* _TASK STATEMENT_
Nothing in the entries should be altered. Write them out in full.

Natural-language object grounding data:
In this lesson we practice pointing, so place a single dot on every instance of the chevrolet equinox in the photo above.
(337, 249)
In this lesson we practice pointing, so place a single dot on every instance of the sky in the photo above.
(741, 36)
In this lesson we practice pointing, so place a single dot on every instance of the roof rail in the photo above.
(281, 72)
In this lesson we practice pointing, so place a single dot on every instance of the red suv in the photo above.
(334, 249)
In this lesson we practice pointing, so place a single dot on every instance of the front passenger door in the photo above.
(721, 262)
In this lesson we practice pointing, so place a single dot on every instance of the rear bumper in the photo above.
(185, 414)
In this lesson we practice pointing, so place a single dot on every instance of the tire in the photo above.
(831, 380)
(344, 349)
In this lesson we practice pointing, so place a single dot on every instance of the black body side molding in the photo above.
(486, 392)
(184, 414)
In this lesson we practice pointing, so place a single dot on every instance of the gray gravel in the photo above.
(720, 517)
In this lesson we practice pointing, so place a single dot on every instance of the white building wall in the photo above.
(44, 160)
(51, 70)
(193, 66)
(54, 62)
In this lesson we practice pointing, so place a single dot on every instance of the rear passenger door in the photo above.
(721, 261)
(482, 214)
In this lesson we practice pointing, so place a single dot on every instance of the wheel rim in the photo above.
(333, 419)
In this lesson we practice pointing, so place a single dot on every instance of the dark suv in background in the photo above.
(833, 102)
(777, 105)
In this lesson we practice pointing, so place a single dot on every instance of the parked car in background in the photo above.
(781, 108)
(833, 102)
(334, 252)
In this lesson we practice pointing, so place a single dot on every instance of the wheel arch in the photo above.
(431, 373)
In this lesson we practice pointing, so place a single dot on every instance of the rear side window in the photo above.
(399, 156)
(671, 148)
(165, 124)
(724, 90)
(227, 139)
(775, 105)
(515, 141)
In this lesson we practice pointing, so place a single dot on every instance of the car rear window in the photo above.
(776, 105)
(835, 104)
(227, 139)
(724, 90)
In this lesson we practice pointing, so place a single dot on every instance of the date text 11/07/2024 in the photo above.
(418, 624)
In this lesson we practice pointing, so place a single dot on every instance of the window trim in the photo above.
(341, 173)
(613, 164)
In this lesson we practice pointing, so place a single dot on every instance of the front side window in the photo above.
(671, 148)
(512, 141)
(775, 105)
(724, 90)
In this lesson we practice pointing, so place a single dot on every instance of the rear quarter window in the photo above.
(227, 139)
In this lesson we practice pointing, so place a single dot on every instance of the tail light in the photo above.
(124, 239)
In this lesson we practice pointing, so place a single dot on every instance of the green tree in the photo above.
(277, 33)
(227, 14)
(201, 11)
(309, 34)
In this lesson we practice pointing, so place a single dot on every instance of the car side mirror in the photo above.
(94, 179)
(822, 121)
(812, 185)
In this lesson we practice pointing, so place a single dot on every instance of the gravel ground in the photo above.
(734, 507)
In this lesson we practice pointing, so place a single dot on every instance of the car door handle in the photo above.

* _SOLUTION_
In this lesson we practice pointing, so place a single dot on every instance of the chevrolet equinox in the photo above.
(337, 249)
In this lesson we practice pointing, so place a single dot on every instance of the sky in the photo above.
(741, 36)
In this lesson we practice pointing, so place a single dot on every instance of the roof rail in the photo above.
(281, 72)
In this lesson we practice pointing, so place a single dot on every instance of the red suv in the photo above.
(334, 249)
In this lesson we practice pointing, so place a single dot on every instance of the front passenger door in the photo above.
(721, 262)
In this lesson we practice pointing, so place a single dot on every instance of the rear bumper in the photo above.
(185, 414)
In this lesson we practice pointing, so place a single dot on every instance of the tire in the photo above.
(831, 380)
(344, 349)
In this lesson we practice pointing, so place a single dot on every instance of the black body side molding in the photo above.
(486, 392)
(184, 414)
In this lesson we practice pointing, so place a single dot on every instance of the gray gravel in the photo above.
(720, 517)
In this lesson we practice pointing, so place a single dot on every instance of the white building wall in the photo above.
(44, 160)
(51, 70)
(193, 66)
(54, 62)
In this lesson we practice pointing, so place a single dot on every instance of the rear passenger door in the photo above.
(721, 261)
(482, 214)
In this lesson we practice pointing, so place a single dot on every instance of the wheel rim in the photo above.
(333, 419)
In this lesson we practice pointing, so place a single dot on every instance of the dark suv in background in the photo above.
(833, 102)
(777, 105)
In this lesson we practice pointing, so place a single dot on every instance of the parked car in background in the photo above.
(781, 108)
(833, 102)
(334, 252)
In this lesson we practice pointing, so place a single dot on every instance of the wheel arch in the photo above.
(431, 373)
In this lesson we practice pointing, so place a single dot on every instance of the rear side window in the photo above.
(399, 156)
(671, 148)
(165, 124)
(724, 90)
(227, 139)
(775, 105)
(515, 141)
In this lesson we practice pointing, so place a single dot on every instance of the car rear window in the photo above.
(776, 105)
(835, 104)
(227, 139)
(724, 90)
In this lesson we practice pointing, so place a single dot on every instance of the date text 11/07/2024 in the photo above.
(418, 624)
In this lesson we practice pointing, so place a single dot on every instance of the window trim in the photo above.
(341, 173)
(613, 164)
In this lesson we practice pointing, so place a single dot on every instance of the front side window in the photo above.
(671, 148)
(512, 141)
(775, 105)
(724, 90)
In this lesson we practice pointing, so place a single dot on every instance of the rear quarter window in the photo above.
(227, 139)
In this lesson we practice pointing, so place a single dot on every instance of the tail light in the photo above.
(124, 239)
In this lesson we practice pointing, so place a single dot on every instance of the green tree in the photo above.
(277, 33)
(227, 14)
(201, 11)
(309, 34)
In this lesson we practice pointing, so place a single dot on every instance of the car side mirror in the photo above.
(94, 179)
(822, 121)
(812, 185)
In this lesson we practice pointing, so place a single dot on every instance of the gravel ground in the photo above.
(734, 507)
In this lesson we practice pointing, so place a single dot on every instance of the car door handle in the photo above.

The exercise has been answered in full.